__Work to be completed__
An exact transcription of the entries is required, with none of the pictures carried over.

__Records__
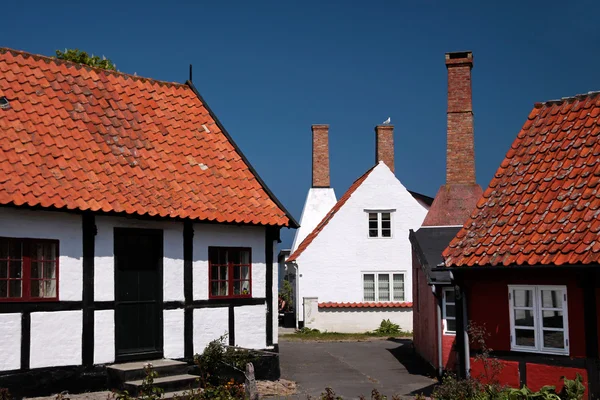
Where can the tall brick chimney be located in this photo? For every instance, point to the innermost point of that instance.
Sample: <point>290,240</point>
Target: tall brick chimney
<point>457,198</point>
<point>460,151</point>
<point>384,145</point>
<point>320,156</point>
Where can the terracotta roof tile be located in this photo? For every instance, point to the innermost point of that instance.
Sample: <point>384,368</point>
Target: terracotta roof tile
<point>81,138</point>
<point>311,236</point>
<point>395,304</point>
<point>543,205</point>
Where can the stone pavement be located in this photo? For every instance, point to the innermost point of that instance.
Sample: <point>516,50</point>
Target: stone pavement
<point>354,368</point>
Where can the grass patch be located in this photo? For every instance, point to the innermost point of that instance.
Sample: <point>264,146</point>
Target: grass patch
<point>315,334</point>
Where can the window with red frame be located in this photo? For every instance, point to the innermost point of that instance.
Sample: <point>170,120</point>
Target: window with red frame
<point>28,269</point>
<point>230,272</point>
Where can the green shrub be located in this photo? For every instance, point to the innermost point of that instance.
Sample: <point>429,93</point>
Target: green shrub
<point>387,327</point>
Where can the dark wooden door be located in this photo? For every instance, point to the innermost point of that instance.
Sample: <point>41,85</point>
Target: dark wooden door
<point>138,294</point>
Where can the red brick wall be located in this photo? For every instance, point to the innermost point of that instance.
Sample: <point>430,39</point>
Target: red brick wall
<point>460,150</point>
<point>384,145</point>
<point>487,296</point>
<point>320,155</point>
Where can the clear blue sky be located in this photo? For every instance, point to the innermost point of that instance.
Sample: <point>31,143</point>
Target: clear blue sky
<point>271,69</point>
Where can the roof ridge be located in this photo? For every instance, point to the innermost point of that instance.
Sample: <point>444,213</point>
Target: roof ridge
<point>330,214</point>
<point>562,100</point>
<point>58,61</point>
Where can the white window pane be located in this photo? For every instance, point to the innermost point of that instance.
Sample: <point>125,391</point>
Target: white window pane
<point>369,287</point>
<point>552,319</point>
<point>384,287</point>
<point>450,325</point>
<point>524,318</point>
<point>450,310</point>
<point>523,297</point>
<point>551,298</point>
<point>525,337</point>
<point>399,287</point>
<point>554,339</point>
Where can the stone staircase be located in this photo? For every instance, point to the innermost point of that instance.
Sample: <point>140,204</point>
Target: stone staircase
<point>173,376</point>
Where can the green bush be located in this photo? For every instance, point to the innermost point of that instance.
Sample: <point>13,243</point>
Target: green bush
<point>387,327</point>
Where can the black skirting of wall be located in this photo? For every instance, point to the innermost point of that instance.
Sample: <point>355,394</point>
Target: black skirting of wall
<point>48,381</point>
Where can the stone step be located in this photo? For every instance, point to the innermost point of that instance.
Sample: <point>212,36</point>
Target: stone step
<point>168,383</point>
<point>120,373</point>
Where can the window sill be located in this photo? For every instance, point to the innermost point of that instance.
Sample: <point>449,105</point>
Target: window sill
<point>541,352</point>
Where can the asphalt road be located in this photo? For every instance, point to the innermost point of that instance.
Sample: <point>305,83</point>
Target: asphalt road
<point>352,369</point>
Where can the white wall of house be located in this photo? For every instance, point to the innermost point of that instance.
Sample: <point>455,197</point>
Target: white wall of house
<point>332,266</point>
<point>104,271</point>
<point>318,203</point>
<point>56,338</point>
<point>353,320</point>
<point>10,345</point>
<point>66,228</point>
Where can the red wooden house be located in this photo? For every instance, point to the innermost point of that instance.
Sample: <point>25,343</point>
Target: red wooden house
<point>433,303</point>
<point>525,264</point>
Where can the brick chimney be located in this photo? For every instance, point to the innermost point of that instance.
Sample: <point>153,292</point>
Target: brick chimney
<point>460,151</point>
<point>320,156</point>
<point>456,199</point>
<point>384,145</point>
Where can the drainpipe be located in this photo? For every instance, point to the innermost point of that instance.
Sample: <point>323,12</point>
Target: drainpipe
<point>439,330</point>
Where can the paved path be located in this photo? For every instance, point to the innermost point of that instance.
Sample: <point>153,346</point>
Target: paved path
<point>354,368</point>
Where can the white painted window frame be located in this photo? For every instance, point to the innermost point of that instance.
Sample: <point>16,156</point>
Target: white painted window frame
<point>538,320</point>
<point>379,225</point>
<point>445,317</point>
<point>391,285</point>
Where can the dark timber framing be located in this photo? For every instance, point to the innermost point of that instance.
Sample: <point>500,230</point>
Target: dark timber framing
<point>88,223</point>
<point>188,260</point>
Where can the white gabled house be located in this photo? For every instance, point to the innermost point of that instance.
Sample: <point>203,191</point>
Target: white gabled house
<point>131,226</point>
<point>354,266</point>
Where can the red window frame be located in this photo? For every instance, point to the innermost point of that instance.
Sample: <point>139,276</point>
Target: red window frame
<point>212,253</point>
<point>27,257</point>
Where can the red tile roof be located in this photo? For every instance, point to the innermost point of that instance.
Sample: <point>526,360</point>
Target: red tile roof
<point>543,205</point>
<point>395,304</point>
<point>311,236</point>
<point>81,138</point>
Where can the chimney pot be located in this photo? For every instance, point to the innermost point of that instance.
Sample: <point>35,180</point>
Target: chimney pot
<point>460,151</point>
<point>320,156</point>
<point>384,145</point>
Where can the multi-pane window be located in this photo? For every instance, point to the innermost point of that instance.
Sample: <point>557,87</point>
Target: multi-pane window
<point>383,286</point>
<point>380,224</point>
<point>449,309</point>
<point>28,269</point>
<point>230,271</point>
<point>538,317</point>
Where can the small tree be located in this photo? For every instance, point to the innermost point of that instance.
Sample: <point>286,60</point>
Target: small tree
<point>82,57</point>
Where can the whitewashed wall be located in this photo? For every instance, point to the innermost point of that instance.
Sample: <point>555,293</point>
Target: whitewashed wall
<point>318,203</point>
<point>331,267</point>
<point>56,338</point>
<point>353,320</point>
<point>206,235</point>
<point>64,227</point>
<point>250,326</point>
<point>104,273</point>
<point>10,345</point>
<point>209,324</point>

__Answer to this exercise__
Where can the tall brick chimney be located in this photo? For every instance, point to the innermost point of that instance.
Sample: <point>290,240</point>
Target: tall brick chimney
<point>457,198</point>
<point>460,151</point>
<point>384,145</point>
<point>320,156</point>
Where can the terracotta roof tile be located in this photo? For every instance, point to the innermost point of that instance.
Sample: <point>384,368</point>
Target: terracotta roof tile
<point>81,138</point>
<point>311,236</point>
<point>395,304</point>
<point>543,205</point>
Where can the stone pavement be located in this photo? For every instance, point to the innermost point of that instance.
Sample: <point>516,50</point>
Target: stone pavement
<point>354,368</point>
Where can the grass patch be located in this photo? For every instance, point to the innermost point of that instance.
Sample: <point>264,146</point>
Target: grass patch
<point>315,334</point>
Where can the window with red frame be located in this photo? For every instance, point to the innermost point of that instance.
Sample: <point>170,120</point>
Target: window with red frame
<point>28,269</point>
<point>230,272</point>
Where can the green shrub be located in this photo? For every instance, point to the innermost point of that instance.
Sample: <point>429,93</point>
Target: green shrub
<point>387,327</point>
Where can the dark wooden door be located in this photo? For every instance, point to the innermost point of that instance.
Sample: <point>41,85</point>
Target: dark wooden door
<point>138,294</point>
Where can the red brick wall be located in this photo? For every instance, point to the innermost point of that instance.
Sample: <point>430,39</point>
Target: red brick wall
<point>460,150</point>
<point>384,145</point>
<point>487,296</point>
<point>320,155</point>
Where can the clear blue sky be located in this photo? For every instance, point to the innermost point of that instance.
Sample: <point>31,143</point>
Target: clear blue sky
<point>271,69</point>
Where can the roof ridge be located in this photo? For every instance, point to the innermost point of that instance.
Sample: <point>444,213</point>
Target: roof ridge
<point>330,214</point>
<point>562,100</point>
<point>58,61</point>
Where can the white window pane be located in this photo? For every instance, point to the innermost point of that instance.
Sample: <point>125,391</point>
Target: white window pane
<point>369,287</point>
<point>552,319</point>
<point>384,287</point>
<point>450,325</point>
<point>524,318</point>
<point>450,310</point>
<point>523,297</point>
<point>551,298</point>
<point>525,337</point>
<point>399,287</point>
<point>554,339</point>
Where can the stone staircase be located in this photo? For every instance, point to the innermost point of that instance.
Sample: <point>140,204</point>
Target: stone staircase
<point>173,376</point>
Where can the green bush be located in this photo? For every instance, point to the innermost point of that instance.
Sample: <point>13,243</point>
Target: green bush
<point>387,327</point>
Where can the black skirting of wall be located in this photo? For every instance, point to the innermost point of that instance.
Sample: <point>355,394</point>
Target: black skirting of wall
<point>48,381</point>
Where can the stone step be located in this photo? For every instance, point to the innermost point of that instance.
Sample: <point>212,36</point>
Target: stone step
<point>168,383</point>
<point>120,373</point>
Where can the window sill be located in this photo? For every instance, point to the innermost point of that instance.
Sample: <point>449,105</point>
Target: window sill
<point>541,352</point>
Where can the asphalt road be located in this photo? For every instance, point to the innermost point of that instance.
Sample: <point>305,83</point>
Target: asphalt road
<point>352,369</point>
Where can the white wall of house be located in this photo? For every instance, point to the innermost point of that instance.
Sample: <point>455,197</point>
Target: white wall of house
<point>332,266</point>
<point>104,271</point>
<point>318,203</point>
<point>56,338</point>
<point>353,320</point>
<point>10,345</point>
<point>66,228</point>
Where can the red wooden house be located in this photo? For every instance, point to the innermost point of that instance.
Sample: <point>25,343</point>
Target: red wooden house
<point>433,303</point>
<point>525,264</point>
Where can the brick chimney be located in this photo? For every instance, point to the innermost point of that instance.
Sample: <point>153,292</point>
Target: brick chimney
<point>460,151</point>
<point>320,156</point>
<point>456,199</point>
<point>384,145</point>
Where can the drainpipe be located in this photo? For every instance, point to the innermost point of that instance.
Sample: <point>323,12</point>
Target: drainpipe
<point>439,330</point>
Where can the paved path be located in this photo? For every instance, point to the innermost point of that instance.
Sample: <point>153,346</point>
Target: paved path
<point>354,368</point>
Where can the white painted window frame be located in this photo? For every instance, point to the innermost point of that instance.
Sample: <point>16,156</point>
Target: white painted window frame
<point>538,320</point>
<point>379,225</point>
<point>445,317</point>
<point>391,285</point>
Where can the dark timber framing be located in this photo? For every instance, point to the innermost point of that instance.
Sample: <point>500,230</point>
Target: dark timber framing
<point>88,223</point>
<point>188,260</point>
Where can the white gabled house be located in this photo? For every instance, point to the innermost point of that instance.
Sample: <point>203,191</point>
Target: white gabled house
<point>131,226</point>
<point>354,266</point>
Where can the red window frame be located in this photo? For every instance, point to the innermost point of that instance.
Sample: <point>139,276</point>
Target: red window frame
<point>212,253</point>
<point>27,257</point>
Where can the red tile roof be located in this photo? For every instance, point to the innermost point of that instance.
Sample: <point>526,360</point>
Target: red tile roof
<point>543,205</point>
<point>395,304</point>
<point>311,236</point>
<point>81,138</point>
Where can the chimney pot be located in this photo? For every instance, point to the innermost point of that instance.
Sample: <point>35,180</point>
Target: chimney pot
<point>460,151</point>
<point>320,156</point>
<point>384,145</point>
Where can the multi-pane window be located in this photo? For every instance, point to the innermost point of that instance.
Sample: <point>557,87</point>
Target: multi-pane window
<point>383,286</point>
<point>380,224</point>
<point>449,309</point>
<point>28,269</point>
<point>230,271</point>
<point>538,317</point>
Where can the small tree be located in this photo? For every instance, point to the innermost point of that instance.
Sample: <point>286,60</point>
Target: small tree
<point>82,57</point>
Where can the whitewashed wall be located in this photo? For every instance, point to the innermost point of that instance.
Sample: <point>555,293</point>
Target: whitewashed wall
<point>318,203</point>
<point>331,267</point>
<point>56,338</point>
<point>353,320</point>
<point>206,235</point>
<point>64,227</point>
<point>250,326</point>
<point>104,273</point>
<point>10,345</point>
<point>209,324</point>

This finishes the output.